Dataset items
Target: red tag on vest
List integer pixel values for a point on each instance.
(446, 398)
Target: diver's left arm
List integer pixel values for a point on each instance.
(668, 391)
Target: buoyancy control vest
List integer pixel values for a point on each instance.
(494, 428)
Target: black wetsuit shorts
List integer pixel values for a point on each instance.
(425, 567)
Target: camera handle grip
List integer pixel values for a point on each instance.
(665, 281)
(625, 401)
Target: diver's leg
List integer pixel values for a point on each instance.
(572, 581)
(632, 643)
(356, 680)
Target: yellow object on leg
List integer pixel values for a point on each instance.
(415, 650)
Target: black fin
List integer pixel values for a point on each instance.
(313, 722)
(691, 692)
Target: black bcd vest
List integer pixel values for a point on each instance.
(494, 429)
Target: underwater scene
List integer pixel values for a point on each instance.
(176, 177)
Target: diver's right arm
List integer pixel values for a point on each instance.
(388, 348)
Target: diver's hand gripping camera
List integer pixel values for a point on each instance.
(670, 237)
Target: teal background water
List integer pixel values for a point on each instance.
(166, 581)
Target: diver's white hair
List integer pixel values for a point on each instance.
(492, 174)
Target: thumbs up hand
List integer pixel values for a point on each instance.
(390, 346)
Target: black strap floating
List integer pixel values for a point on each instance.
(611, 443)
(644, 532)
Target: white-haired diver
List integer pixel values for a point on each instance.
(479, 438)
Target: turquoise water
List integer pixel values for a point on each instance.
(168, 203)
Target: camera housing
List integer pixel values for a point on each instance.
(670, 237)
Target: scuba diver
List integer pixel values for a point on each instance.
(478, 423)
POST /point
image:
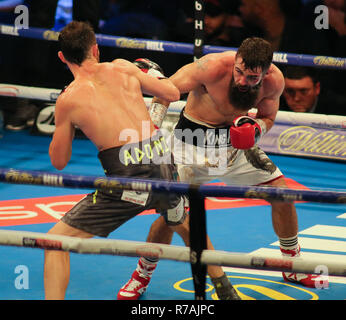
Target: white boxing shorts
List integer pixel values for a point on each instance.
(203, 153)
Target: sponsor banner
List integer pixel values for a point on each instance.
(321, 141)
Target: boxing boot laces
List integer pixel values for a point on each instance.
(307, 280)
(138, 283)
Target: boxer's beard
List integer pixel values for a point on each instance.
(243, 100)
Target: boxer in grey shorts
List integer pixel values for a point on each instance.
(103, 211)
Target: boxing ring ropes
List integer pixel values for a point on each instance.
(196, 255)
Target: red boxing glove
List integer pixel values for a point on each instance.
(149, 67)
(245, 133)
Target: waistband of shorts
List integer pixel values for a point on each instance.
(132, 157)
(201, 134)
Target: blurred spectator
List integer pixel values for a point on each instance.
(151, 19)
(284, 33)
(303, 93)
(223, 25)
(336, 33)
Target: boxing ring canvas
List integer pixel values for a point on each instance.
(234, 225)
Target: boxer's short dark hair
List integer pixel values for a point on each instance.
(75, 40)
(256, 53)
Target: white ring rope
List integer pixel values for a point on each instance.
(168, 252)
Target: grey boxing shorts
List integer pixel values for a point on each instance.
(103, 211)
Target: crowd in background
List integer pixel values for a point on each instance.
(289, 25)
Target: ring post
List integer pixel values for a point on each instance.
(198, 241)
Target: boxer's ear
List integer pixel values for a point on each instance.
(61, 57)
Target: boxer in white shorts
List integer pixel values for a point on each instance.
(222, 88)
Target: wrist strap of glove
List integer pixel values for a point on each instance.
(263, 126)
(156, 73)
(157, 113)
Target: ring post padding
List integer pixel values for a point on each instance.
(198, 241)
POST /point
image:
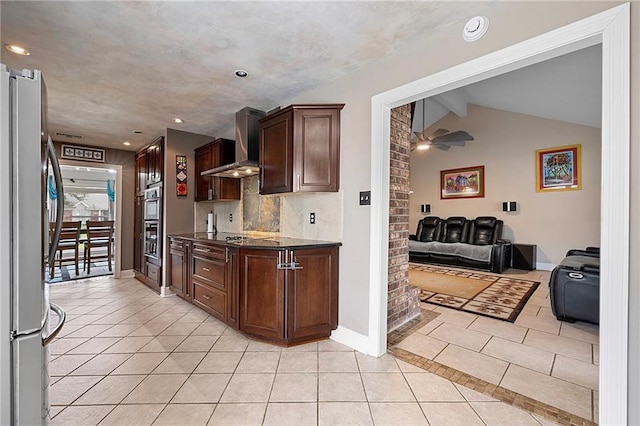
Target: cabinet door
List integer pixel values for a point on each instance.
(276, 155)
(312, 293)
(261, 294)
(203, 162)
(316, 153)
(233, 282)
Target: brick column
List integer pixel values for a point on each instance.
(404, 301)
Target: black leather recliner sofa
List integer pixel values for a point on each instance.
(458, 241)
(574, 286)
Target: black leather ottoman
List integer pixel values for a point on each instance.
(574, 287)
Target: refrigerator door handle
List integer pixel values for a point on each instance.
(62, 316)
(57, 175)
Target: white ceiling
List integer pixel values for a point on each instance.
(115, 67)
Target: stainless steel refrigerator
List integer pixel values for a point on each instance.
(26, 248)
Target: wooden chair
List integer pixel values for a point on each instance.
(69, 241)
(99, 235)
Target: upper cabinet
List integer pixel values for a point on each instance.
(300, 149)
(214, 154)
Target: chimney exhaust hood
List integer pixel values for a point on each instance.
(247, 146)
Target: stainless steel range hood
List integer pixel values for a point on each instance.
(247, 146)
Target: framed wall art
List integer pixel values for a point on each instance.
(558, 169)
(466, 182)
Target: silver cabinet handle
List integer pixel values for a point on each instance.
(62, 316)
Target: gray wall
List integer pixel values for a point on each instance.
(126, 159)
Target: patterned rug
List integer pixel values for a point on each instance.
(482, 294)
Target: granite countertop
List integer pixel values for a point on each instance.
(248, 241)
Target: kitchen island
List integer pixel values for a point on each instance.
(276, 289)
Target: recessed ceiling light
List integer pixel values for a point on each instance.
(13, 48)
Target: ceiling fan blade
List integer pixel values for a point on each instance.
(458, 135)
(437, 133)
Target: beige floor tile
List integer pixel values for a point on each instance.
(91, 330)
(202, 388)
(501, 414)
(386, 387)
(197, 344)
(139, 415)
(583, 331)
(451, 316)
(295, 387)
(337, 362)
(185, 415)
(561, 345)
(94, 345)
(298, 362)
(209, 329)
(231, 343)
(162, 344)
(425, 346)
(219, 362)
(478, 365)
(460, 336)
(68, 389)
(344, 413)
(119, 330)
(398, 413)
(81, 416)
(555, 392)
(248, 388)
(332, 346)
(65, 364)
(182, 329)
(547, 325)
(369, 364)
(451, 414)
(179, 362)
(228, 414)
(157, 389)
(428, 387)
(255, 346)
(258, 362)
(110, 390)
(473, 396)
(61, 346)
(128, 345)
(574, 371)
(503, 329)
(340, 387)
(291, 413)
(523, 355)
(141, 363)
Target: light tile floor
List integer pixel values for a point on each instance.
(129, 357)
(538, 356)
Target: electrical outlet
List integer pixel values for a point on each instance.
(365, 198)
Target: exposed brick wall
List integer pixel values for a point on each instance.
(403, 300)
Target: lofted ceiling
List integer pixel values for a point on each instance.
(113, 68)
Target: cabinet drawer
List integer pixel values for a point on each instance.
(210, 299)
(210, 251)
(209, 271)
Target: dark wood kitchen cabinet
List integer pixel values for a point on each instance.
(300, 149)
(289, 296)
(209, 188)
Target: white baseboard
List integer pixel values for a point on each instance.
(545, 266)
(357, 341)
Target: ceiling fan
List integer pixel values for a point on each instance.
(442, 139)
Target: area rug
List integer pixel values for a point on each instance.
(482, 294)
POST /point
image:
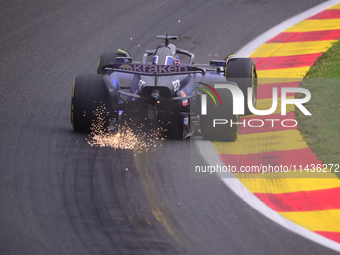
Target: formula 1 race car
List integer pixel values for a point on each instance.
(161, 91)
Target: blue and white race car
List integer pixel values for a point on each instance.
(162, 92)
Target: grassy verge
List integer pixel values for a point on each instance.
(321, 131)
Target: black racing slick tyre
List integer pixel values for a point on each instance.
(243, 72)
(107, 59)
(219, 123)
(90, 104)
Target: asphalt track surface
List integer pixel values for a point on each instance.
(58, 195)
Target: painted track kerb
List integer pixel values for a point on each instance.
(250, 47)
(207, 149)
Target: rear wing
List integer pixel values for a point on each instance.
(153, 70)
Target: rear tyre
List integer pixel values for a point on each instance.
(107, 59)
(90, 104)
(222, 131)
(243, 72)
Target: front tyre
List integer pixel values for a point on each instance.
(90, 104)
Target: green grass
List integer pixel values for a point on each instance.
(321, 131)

==

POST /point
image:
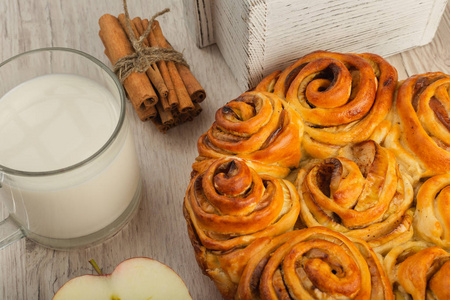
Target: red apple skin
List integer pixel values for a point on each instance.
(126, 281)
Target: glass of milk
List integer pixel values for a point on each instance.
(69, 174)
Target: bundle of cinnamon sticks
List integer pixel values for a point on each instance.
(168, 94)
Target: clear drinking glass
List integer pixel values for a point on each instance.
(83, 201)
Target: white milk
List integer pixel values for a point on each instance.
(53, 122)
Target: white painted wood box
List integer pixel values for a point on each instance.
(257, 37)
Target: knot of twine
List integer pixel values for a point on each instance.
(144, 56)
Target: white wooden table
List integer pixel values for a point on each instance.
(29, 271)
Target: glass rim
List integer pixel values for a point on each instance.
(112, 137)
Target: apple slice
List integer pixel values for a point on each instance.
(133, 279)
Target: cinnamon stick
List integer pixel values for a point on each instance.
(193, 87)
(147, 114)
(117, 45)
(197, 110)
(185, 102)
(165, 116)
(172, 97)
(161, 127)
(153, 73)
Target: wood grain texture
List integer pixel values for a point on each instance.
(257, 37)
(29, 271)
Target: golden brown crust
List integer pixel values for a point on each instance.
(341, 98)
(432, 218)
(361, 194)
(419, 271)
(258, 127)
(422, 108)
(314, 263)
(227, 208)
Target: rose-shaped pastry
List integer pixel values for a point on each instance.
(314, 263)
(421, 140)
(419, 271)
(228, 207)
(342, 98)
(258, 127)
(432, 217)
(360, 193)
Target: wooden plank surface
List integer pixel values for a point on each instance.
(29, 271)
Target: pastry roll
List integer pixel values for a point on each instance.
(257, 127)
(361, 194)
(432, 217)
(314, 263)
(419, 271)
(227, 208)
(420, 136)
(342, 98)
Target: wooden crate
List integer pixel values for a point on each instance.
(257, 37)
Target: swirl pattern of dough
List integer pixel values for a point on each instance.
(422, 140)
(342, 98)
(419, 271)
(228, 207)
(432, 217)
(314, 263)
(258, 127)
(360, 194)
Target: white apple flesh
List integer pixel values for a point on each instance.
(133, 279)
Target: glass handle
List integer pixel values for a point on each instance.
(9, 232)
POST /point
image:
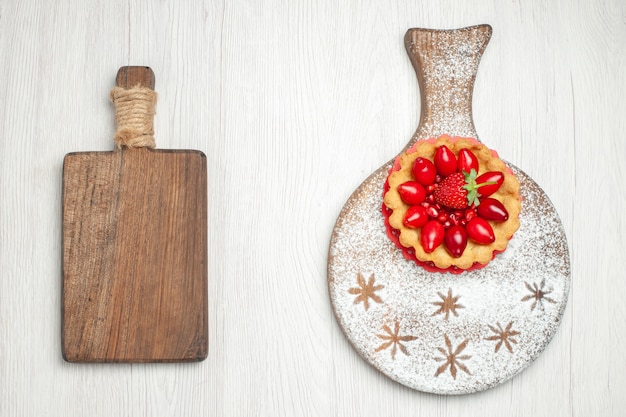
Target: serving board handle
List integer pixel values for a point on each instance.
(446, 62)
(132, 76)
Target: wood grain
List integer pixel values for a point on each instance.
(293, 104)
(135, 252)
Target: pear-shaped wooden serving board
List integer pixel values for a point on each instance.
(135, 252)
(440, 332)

...

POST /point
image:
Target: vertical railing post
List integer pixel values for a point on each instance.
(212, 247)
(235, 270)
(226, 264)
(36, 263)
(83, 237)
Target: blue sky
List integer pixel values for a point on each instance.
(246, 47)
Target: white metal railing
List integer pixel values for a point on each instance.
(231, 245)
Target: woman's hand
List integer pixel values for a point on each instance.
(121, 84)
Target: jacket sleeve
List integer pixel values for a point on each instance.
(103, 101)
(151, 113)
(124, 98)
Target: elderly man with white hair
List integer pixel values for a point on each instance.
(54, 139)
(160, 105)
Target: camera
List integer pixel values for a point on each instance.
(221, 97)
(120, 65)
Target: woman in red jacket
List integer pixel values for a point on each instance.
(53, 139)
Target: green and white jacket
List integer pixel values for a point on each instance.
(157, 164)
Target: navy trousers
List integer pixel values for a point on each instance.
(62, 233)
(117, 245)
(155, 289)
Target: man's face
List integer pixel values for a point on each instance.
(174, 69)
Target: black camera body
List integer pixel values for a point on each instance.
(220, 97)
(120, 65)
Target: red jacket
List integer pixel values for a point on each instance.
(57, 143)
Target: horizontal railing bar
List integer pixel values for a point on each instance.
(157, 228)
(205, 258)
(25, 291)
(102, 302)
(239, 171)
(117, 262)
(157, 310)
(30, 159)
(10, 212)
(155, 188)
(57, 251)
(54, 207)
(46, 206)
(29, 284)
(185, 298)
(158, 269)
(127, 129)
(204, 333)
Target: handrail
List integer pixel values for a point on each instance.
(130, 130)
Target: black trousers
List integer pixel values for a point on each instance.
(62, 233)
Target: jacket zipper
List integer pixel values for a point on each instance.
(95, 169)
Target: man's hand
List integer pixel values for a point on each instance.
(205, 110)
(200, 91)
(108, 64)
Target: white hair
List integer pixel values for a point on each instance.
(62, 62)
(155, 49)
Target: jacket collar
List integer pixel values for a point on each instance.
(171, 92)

Direction:
Locate every line in the entries above that contains the word "handle", and copy each of those lines. Treat the match as case-sensitive.

Result of the task:
Target: camera handle grip
Target: refrigerator door handle
Target: silver cabinet handle
Target: glass handle
Target: serving board handle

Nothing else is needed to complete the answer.